Start of RECORDS PROVIDED

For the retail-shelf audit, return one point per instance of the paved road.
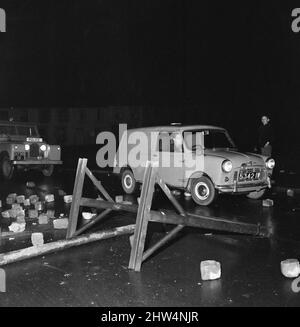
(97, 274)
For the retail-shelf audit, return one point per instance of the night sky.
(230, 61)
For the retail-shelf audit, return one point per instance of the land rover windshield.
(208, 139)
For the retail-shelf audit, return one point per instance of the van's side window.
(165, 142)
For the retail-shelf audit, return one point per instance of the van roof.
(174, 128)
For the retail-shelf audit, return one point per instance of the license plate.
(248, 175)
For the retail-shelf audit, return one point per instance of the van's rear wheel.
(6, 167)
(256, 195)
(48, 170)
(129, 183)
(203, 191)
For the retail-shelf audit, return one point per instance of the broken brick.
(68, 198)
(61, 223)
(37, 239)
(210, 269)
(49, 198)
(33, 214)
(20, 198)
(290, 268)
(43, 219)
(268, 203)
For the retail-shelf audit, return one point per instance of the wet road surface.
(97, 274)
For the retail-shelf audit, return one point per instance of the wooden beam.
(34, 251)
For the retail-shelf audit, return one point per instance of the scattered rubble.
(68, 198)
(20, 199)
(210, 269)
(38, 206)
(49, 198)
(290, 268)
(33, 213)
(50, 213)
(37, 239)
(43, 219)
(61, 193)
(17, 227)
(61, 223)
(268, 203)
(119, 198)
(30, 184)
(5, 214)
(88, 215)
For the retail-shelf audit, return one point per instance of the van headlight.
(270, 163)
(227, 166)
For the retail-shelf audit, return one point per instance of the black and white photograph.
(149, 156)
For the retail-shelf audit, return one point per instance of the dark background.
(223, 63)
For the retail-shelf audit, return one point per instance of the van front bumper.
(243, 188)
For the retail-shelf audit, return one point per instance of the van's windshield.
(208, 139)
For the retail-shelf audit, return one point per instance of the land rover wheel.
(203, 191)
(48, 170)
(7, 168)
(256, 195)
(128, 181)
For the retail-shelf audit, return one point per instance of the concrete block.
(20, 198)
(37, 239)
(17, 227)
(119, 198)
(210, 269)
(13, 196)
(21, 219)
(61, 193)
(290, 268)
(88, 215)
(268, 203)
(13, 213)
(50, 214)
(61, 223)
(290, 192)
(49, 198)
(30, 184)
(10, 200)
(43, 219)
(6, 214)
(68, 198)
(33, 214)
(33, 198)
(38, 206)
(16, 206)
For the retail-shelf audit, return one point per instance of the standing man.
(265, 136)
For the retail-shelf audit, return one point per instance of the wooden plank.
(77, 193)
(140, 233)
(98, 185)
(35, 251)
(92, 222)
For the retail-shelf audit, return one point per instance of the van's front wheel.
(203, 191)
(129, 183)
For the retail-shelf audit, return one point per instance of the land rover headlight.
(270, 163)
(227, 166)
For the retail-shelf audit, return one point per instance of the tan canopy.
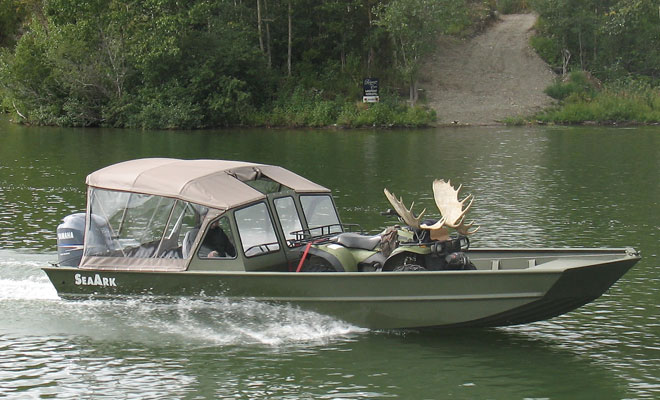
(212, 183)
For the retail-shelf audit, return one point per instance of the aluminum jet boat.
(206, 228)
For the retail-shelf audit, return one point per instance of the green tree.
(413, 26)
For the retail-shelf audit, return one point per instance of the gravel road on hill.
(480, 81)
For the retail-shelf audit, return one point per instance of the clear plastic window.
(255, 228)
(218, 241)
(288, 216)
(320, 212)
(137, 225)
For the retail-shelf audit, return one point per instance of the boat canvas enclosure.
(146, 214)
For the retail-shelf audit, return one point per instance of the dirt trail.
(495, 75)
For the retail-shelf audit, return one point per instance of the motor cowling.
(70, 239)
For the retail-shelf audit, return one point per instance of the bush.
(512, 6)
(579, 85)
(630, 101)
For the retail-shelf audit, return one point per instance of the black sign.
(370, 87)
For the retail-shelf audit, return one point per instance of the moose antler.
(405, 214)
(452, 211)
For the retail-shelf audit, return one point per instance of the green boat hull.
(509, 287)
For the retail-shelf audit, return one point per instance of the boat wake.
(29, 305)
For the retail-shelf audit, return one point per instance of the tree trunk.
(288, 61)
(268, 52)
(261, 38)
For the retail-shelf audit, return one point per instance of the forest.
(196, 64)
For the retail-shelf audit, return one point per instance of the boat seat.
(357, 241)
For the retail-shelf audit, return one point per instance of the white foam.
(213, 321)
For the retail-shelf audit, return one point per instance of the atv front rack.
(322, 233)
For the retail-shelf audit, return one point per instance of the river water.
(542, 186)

End of RECORDS PROVIDED

**INSTRUCTION:**
Repeat the material above word for word, please, apart from its images.

**COMPLETED TASK:**
For the retail-shelf audit, return one point per instance of the paved road.
(97, 274)
For the retail-shelf audit, return one point per instance of the night sky.
(230, 61)
For the retail-shelf audit, return one point per instance of the land rover windshield.
(208, 139)
For the retail-shelf audit, return one point per instance of the van's side window.
(165, 142)
For the retail-shelf audit, return one point per instance of the van roof.
(174, 128)
For the retail-shelf audit, return one point per instance of the license plate.
(248, 175)
For the retail-shelf audit, return one point per instance of the van's rear wheel.
(6, 167)
(256, 195)
(48, 170)
(129, 183)
(203, 191)
For the retail-shelf audit, return one point per instance of the broken brick.
(68, 198)
(61, 223)
(37, 239)
(210, 269)
(49, 198)
(33, 214)
(20, 198)
(290, 268)
(43, 219)
(268, 203)
For the retail-shelf audit, return one point per instance of the wet road surface.
(97, 274)
For the retail-shelf audit, return one point per instance of the wooden beam.
(34, 251)
For the retail-shelf audit, return one point per instance of the scattered rubble.
(68, 198)
(20, 199)
(210, 269)
(38, 206)
(49, 198)
(290, 268)
(33, 213)
(50, 213)
(37, 239)
(43, 219)
(61, 193)
(17, 227)
(61, 223)
(268, 203)
(119, 198)
(30, 184)
(5, 214)
(88, 215)
For the retail-shelf audit, return one point per instance of the van headlight.
(270, 163)
(227, 166)
For the retail-shelf audit, return one point per instance of the black and white photograph.
(149, 156)
For the retail-shelf audit, return one point per instance of the dark background.
(223, 63)
For the retail-shelf audit, return one point per instance of the van front bumper.
(243, 188)
For the retail-shelf audit, return one point per instance of the van's windshield.
(208, 139)
For the retail-shelf audit, return one point per instance of the land rover wheel.
(203, 191)
(48, 170)
(7, 168)
(256, 195)
(128, 181)
For the retail-shelf audit, return one point per instance of the concrete block.
(20, 198)
(37, 239)
(17, 227)
(119, 198)
(210, 269)
(13, 196)
(21, 219)
(61, 193)
(290, 268)
(88, 215)
(268, 203)
(13, 213)
(50, 214)
(61, 223)
(290, 192)
(49, 198)
(30, 184)
(10, 200)
(43, 219)
(6, 214)
(68, 198)
(33, 214)
(33, 198)
(38, 206)
(16, 206)
For the retail-shelf audit, return one point per instance of the standing man.
(265, 136)
For the retail-shelf audit, return one point per instance of the wooden plank.
(77, 193)
(140, 233)
(98, 185)
(35, 251)
(92, 222)
For the retail-shelf audit, return one point per instance of the van's front wheel.
(203, 191)
(129, 183)
For the retail-shelf audit, return one point per instance of the land rover headlight.
(270, 163)
(227, 166)
For the retail-shelf audit, return one point per instance of the tan canopy.
(212, 183)
For the retail-shelf audit, return one point per instance of the aluminum jet boat.
(206, 228)
For the retail-shelf audit, return one point per instance of the green tree.
(413, 26)
For the retail-shelf audit, return one point per instance of the gravel road on hill.
(480, 81)
For the retail-shelf audit, return one point per instance of the clear plastic window.
(255, 228)
(218, 241)
(288, 216)
(320, 212)
(137, 225)
For the retail-shelf audit, return one point per instance of the boat canvas enclosure.
(146, 214)
For the retail-shelf audit, return one point per instance of the dirt trail.
(495, 75)
For the retail-shelf audit, return one point per instance of the motor cowling.
(70, 239)
For the retail-shelf audit, return one point per instance of the bush.
(512, 6)
(579, 85)
(630, 101)
For the retail-shelf audit, return one point per instance of the black sign.
(370, 87)
For the retail-shelf audit, return one point per instance of the moose antler.
(405, 214)
(452, 211)
For the retail-shelf audit, return one point per instance of the green boat hull.
(509, 287)
For the retail-shelf audit, return one point per instance of the boat wake.
(29, 305)
For the retail-shelf audit, return one point per instance of the tree trunk.
(288, 61)
(268, 52)
(261, 38)
For the retail-shelf audit, return one point per instance of the forest.
(196, 64)
For the retail-shelf audit, return one point per instance of the boat seat.
(357, 241)
For the retail-shelf audit, return one point per instance of the white foam.
(213, 321)
For the retail-shelf audit, return one point per instance of the atv front rack.
(322, 233)
For the retail-shelf audit, return one point per instance of the river water.
(542, 186)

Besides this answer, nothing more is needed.